[Directive] Rewrite the data below, changing every occurrence of "rough mask" to "coarse mask" and leaving everything else as it is. Omit the pictures from your output.
───── Source data ─────
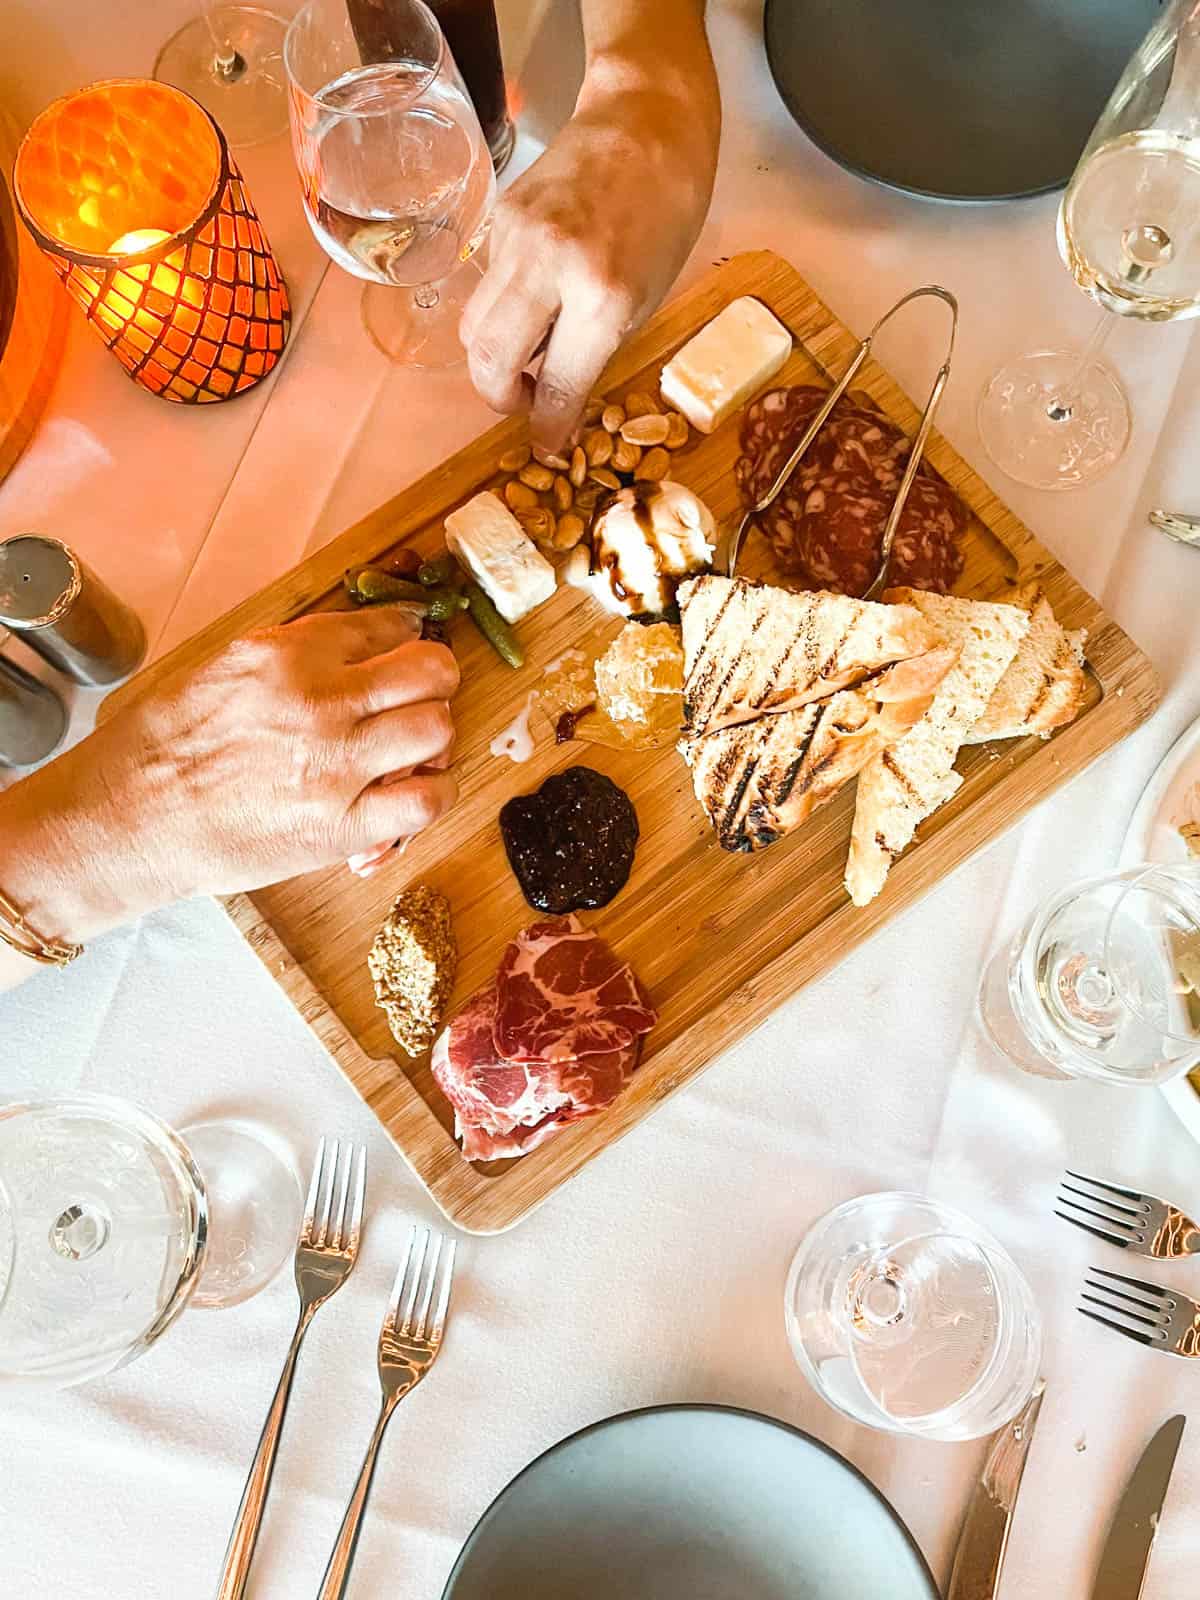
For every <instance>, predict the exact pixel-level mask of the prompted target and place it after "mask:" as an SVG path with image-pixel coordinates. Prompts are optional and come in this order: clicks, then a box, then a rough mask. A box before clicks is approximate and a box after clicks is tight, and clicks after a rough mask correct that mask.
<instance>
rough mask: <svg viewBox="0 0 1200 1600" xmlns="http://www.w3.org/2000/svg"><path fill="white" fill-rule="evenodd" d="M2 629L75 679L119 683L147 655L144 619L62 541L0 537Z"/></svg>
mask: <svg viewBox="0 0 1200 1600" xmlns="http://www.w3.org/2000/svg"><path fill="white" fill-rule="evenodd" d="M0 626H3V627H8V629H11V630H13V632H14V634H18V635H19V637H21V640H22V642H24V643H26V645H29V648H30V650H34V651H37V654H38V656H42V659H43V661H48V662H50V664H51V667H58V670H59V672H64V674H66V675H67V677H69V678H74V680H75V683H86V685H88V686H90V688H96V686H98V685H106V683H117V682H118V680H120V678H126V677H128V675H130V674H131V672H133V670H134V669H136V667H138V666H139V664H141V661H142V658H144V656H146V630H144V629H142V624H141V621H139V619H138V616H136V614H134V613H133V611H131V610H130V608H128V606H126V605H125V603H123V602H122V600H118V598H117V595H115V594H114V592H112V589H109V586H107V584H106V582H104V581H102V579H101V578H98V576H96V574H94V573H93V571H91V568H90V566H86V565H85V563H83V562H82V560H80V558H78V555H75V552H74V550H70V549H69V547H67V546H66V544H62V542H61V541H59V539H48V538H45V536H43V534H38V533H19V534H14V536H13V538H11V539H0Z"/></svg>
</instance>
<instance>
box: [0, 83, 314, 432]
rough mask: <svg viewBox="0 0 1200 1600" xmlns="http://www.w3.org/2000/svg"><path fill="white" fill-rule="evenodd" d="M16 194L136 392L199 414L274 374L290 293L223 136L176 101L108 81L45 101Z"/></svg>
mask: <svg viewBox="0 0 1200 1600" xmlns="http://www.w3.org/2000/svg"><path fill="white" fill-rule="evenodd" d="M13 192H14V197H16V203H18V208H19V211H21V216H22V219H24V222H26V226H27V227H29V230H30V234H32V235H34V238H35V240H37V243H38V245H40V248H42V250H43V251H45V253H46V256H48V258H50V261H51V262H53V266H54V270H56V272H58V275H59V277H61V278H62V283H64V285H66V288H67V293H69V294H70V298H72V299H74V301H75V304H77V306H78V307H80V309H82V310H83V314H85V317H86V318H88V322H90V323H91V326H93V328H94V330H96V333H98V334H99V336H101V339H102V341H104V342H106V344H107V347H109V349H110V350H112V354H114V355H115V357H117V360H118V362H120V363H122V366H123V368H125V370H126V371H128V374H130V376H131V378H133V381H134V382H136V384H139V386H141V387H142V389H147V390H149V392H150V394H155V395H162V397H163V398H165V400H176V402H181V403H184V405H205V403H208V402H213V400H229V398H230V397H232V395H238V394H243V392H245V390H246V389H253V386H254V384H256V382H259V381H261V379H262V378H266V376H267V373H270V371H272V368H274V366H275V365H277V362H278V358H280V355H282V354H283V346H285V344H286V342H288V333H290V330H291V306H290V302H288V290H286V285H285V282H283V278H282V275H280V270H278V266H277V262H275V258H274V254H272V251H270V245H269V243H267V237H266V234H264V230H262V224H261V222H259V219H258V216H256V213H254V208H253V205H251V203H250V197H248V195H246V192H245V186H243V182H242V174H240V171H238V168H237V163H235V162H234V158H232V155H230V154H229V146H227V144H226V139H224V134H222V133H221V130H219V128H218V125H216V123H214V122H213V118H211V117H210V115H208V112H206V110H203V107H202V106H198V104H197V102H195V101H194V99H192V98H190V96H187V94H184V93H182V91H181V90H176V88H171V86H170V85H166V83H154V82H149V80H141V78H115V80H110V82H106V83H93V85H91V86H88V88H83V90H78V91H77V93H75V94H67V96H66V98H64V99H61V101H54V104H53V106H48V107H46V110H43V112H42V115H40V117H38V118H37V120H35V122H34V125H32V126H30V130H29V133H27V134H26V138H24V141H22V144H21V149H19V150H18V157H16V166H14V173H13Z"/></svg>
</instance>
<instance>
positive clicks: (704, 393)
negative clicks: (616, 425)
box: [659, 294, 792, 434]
─────
[Exercise solution]
For every <instance>, predict the exact pixel-level mask of the prompted target and place it after "mask:" as an SVG path with image-pixel coordinates. Prompts are optional and come in this order: clicks, then a box, then a coarse mask. A box before clicks is approximate and a box after clicks is tight, and clicks after a coarse mask correct that mask.
<instance>
coarse mask: <svg viewBox="0 0 1200 1600" xmlns="http://www.w3.org/2000/svg"><path fill="white" fill-rule="evenodd" d="M2 629L75 679L119 683L147 655L144 619L62 541L0 537Z"/></svg>
mask: <svg viewBox="0 0 1200 1600" xmlns="http://www.w3.org/2000/svg"><path fill="white" fill-rule="evenodd" d="M0 626H3V627H8V629H11V630H13V632H14V634H18V635H19V637H21V640H22V642H24V643H26V645H29V648H30V650H34V651H37V654H38V656H42V659H43V661H48V662H50V664H51V667H58V670H59V672H64V674H66V675H67V677H69V678H74V680H75V683H86V685H88V686H90V688H96V686H98V685H106V683H117V682H118V680H120V678H126V677H128V675H130V674H131V672H133V670H134V669H136V667H138V666H139V664H141V661H142V658H144V656H146V630H144V629H142V624H141V621H139V619H138V616H136V614H134V613H133V611H131V610H130V608H128V606H126V605H125V603H123V602H122V600H118V598H117V595H115V594H114V592H112V589H109V586H107V584H106V582H104V581H102V579H101V578H98V576H96V574H94V573H93V571H91V568H90V566H86V565H85V563H83V562H82V560H80V558H78V555H75V552H74V550H70V549H69V547H67V546H66V544H62V542H61V541H59V539H48V538H45V536H43V534H38V533H19V534H14V536H13V538H11V539H0Z"/></svg>
</instance>
<instance>
box: [0, 83, 314, 432]
coarse mask: <svg viewBox="0 0 1200 1600" xmlns="http://www.w3.org/2000/svg"><path fill="white" fill-rule="evenodd" d="M16 194L136 392L199 414L274 374L290 293L223 136L176 101L108 81L45 101Z"/></svg>
mask: <svg viewBox="0 0 1200 1600" xmlns="http://www.w3.org/2000/svg"><path fill="white" fill-rule="evenodd" d="M13 192H14V197H16V203H18V208H19V211H21V216H22V219H24V222H26V226H27V227H29V230H30V234H32V235H34V238H35V240H37V243H38V245H40V248H42V250H43V251H45V253H46V256H48V258H50V261H51V262H53V266H54V270H56V272H58V275H59V277H61V278H62V283H64V285H66V288H67V293H69V294H70V298H72V299H74V301H75V304H77V306H78V307H80V309H82V310H83V314H85V317H86V318H88V322H90V323H91V326H93V328H94V330H96V333H98V334H99V336H101V339H102V341H104V342H106V344H107V347H109V349H110V350H112V354H114V355H115V357H117V360H118V362H120V363H122V366H123V368H125V370H126V371H128V374H130V376H131V378H133V381H134V382H136V384H139V386H141V387H142V389H147V390H149V392H150V394H155V395H162V397H163V398H165V400H176V402H181V403H184V405H205V403H208V402H213V400H229V398H230V397H232V395H238V394H243V392H245V390H246V389H253V386H254V384H256V382H259V381H261V379H262V378H266V376H267V373H270V371H272V368H274V366H275V365H277V362H278V358H280V355H282V354H283V346H285V344H286V342H288V333H290V330H291V306H290V302H288V290H286V285H285V282H283V278H282V275H280V270H278V266H277V262H275V258H274V254H272V251H270V245H269V243H267V237H266V234H264V230H262V224H261V222H259V219H258V216H256V213H254V208H253V205H251V203H250V197H248V195H246V192H245V186H243V182H242V174H240V171H238V168H237V163H235V162H234V158H232V155H230V154H229V146H227V144H226V139H224V134H222V133H221V130H219V128H218V125H216V123H214V122H213V118H211V117H210V115H208V112H206V110H203V107H202V106H198V104H197V102H195V101H194V99H192V98H190V96H187V94H184V93H182V91H181V90H176V88H171V86H170V85H166V83H154V82H149V80H141V78H115V80H110V82H106V83H93V85H91V86H88V88H83V90H78V91H77V93H75V94H67V96H66V98H64V99H61V101H54V104H53V106H48V107H46V110H43V112H42V115H40V117H38V118H37V120H35V122H34V125H32V126H30V130H29V133H27V134H26V138H24V141H22V144H21V149H19V150H18V157H16V166H14V173H13Z"/></svg>
</instance>
<instance>
positive clicks: (704, 393)
negative clicks: (616, 425)
box: [659, 294, 792, 434]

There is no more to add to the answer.